▶ [Exercise objective]
Whatever lies between the line with "Target: baby's thigh" and the end of the data, both included, must be copied exactly and without pictures.

Entries shown section start

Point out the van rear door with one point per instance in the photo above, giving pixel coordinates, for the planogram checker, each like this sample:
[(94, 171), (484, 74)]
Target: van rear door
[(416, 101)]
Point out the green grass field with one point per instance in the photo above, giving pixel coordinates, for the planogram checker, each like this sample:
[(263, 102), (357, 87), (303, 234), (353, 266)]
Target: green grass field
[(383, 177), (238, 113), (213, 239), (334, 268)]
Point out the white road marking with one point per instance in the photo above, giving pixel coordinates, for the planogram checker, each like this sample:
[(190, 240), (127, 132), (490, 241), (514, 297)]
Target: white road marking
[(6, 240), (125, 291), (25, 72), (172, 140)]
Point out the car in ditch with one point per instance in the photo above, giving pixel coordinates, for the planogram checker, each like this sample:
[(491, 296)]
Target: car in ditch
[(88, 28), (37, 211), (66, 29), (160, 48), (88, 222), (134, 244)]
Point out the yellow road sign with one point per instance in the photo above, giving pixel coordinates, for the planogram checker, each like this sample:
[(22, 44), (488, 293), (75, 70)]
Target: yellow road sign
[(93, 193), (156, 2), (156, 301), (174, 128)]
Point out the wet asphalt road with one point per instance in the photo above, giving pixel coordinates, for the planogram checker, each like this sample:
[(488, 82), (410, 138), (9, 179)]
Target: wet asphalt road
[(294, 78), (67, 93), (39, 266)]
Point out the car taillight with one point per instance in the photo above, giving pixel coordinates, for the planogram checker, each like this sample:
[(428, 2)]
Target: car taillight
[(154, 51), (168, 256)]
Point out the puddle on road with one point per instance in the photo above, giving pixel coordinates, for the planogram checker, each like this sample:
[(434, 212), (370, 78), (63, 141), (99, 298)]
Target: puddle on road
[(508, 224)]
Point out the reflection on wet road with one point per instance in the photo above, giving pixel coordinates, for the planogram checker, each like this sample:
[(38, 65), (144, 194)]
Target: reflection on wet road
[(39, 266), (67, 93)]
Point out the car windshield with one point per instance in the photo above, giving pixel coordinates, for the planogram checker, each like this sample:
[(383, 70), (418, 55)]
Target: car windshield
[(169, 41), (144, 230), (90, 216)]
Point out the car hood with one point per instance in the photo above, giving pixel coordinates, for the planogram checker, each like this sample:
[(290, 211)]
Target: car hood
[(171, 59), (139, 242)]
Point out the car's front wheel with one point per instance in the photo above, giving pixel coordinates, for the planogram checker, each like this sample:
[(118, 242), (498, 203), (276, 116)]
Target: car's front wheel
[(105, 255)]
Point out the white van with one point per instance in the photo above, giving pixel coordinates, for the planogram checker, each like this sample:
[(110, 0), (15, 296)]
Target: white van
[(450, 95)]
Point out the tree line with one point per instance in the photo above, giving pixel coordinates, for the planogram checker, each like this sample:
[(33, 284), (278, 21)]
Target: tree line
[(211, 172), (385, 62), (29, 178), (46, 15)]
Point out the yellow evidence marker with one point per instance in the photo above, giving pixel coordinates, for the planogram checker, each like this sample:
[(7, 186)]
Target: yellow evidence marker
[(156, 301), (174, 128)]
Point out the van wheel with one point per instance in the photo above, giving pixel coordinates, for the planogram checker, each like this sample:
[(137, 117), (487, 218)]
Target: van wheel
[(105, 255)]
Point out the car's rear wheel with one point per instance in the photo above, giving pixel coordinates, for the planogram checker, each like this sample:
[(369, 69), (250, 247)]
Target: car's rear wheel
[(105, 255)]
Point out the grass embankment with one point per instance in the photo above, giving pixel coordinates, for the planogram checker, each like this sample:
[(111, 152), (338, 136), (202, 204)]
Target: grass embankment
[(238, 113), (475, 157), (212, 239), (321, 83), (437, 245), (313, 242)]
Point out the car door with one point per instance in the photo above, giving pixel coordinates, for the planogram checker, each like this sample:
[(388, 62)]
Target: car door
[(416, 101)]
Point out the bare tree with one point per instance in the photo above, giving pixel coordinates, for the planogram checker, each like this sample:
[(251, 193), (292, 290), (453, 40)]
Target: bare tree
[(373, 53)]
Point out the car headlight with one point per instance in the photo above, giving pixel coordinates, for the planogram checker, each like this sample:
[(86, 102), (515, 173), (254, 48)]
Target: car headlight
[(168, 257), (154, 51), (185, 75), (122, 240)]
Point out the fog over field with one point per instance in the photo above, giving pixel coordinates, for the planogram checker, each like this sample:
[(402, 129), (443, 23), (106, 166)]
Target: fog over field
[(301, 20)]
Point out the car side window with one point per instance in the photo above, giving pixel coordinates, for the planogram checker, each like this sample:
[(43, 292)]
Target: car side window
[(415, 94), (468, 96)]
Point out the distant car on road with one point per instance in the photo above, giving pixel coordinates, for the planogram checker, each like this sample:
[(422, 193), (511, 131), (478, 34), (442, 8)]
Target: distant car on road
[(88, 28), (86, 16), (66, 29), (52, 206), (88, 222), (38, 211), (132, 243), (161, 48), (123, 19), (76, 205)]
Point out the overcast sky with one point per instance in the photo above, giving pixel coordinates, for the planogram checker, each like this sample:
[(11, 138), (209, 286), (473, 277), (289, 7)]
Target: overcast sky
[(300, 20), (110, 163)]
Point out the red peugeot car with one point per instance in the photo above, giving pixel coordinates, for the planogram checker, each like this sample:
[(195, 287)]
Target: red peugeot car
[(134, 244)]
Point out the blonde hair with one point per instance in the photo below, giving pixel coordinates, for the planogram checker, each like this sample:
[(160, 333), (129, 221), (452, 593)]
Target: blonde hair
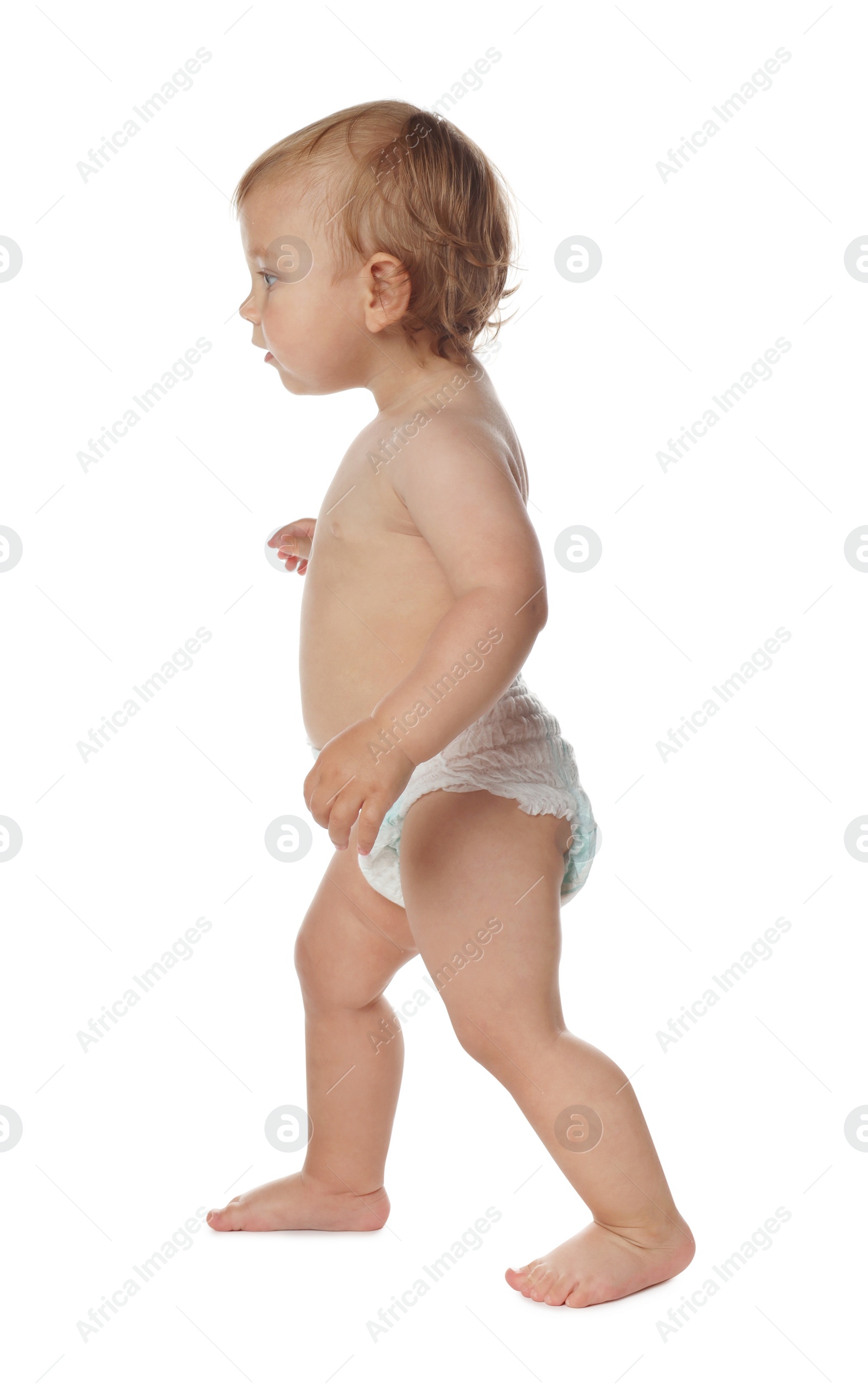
[(392, 177)]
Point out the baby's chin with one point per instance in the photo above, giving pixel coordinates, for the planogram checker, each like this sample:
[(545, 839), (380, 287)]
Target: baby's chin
[(308, 385)]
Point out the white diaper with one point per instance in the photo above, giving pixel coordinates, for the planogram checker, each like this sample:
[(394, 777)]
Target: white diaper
[(516, 751)]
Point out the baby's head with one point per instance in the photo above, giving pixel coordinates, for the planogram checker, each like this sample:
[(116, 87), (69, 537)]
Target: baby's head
[(381, 230)]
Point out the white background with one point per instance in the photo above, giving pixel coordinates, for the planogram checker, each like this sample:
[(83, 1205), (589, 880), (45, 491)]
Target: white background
[(702, 565)]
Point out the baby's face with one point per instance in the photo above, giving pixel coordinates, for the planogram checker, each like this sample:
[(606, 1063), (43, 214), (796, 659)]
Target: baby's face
[(309, 326)]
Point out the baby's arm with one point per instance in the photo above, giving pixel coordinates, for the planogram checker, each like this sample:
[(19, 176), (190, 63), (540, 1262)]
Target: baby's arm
[(465, 503)]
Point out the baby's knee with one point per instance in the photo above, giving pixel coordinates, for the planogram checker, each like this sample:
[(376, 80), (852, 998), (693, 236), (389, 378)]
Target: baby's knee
[(330, 975), (500, 1045)]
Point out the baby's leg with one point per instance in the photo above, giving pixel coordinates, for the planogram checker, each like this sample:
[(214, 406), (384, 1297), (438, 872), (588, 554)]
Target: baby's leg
[(467, 858), (350, 945)]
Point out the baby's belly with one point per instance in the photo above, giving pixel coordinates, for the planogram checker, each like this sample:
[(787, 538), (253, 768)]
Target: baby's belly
[(356, 644)]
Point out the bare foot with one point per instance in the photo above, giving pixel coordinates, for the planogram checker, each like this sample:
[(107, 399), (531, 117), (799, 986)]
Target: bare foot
[(299, 1203), (599, 1264)]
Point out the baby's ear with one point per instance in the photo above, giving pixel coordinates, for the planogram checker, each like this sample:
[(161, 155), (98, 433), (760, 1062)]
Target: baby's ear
[(388, 292)]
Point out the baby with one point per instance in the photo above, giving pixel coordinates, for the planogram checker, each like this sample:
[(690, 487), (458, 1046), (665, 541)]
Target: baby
[(380, 240)]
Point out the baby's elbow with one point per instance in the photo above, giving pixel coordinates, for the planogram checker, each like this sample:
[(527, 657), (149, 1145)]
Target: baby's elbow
[(537, 610)]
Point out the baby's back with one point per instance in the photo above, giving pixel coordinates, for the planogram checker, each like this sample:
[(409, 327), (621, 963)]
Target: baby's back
[(374, 588)]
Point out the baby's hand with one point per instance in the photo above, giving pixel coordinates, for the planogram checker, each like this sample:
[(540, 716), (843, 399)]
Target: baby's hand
[(293, 542), (349, 779)]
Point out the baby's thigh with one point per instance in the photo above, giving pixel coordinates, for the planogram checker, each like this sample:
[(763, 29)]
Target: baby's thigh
[(352, 940), (481, 881)]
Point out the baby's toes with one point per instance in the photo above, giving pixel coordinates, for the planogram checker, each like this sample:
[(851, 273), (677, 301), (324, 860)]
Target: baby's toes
[(544, 1283), (560, 1291), (519, 1278)]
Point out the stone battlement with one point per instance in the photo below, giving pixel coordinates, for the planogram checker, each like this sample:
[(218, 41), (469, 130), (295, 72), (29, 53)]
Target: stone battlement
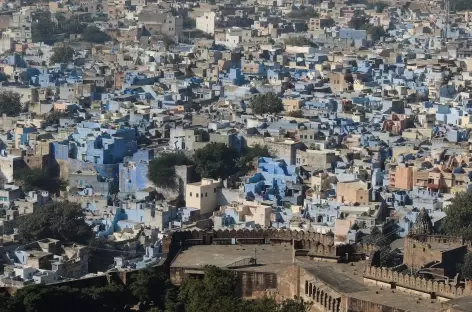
[(315, 244), (413, 284)]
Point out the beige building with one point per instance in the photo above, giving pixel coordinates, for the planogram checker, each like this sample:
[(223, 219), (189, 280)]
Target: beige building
[(352, 192), (206, 22), (316, 159), (203, 196)]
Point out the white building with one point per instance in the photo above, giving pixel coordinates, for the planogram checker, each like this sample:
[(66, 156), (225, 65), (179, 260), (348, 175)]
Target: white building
[(206, 22)]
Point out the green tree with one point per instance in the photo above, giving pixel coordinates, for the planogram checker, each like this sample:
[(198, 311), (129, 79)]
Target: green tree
[(151, 286), (215, 160), (161, 170), (268, 103), (95, 35), (62, 54), (59, 220), (10, 103), (109, 297), (458, 220)]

Entries shown section end

▶ [Answer box]
Target: baby's thigh
[(352, 940), (481, 881)]
Point out the baby's toes with one point per instance in the photo above, giving pixel coordinates, for the planogram checker, each like this sample:
[(851, 273), (677, 301), (324, 860)]
Target: baby's toes
[(544, 1283), (560, 1291), (519, 1278)]
Point out the stone battlement with one point per instance in the photo below, giving pixel coordinates, for the planogram checker, each like this sample:
[(218, 41), (469, 130), (295, 72), (29, 53)]
Target: stone battlement
[(315, 244), (413, 284)]
Point out the beige building with one point per instance in the photo above, giving pixel coordinates, for the planogram checker, each like this sample:
[(223, 219), (189, 280)]
Target: beige building
[(352, 192), (206, 22), (316, 159), (203, 196)]
Point out the white building with one point per instance in the photo above, giving pixel coordinates, for the planogram checker, each like this sample:
[(66, 156), (225, 65), (179, 260), (348, 175)]
Target: white building
[(206, 22)]
Point out the green tree with one point per instance in the photo above, giving pixel coordinates, for the planogram checker, each like this sample:
[(198, 311), (129, 79)]
Target: green tree
[(151, 286), (215, 160), (161, 170), (268, 103), (95, 35), (62, 54), (59, 220), (10, 103), (109, 297), (458, 220)]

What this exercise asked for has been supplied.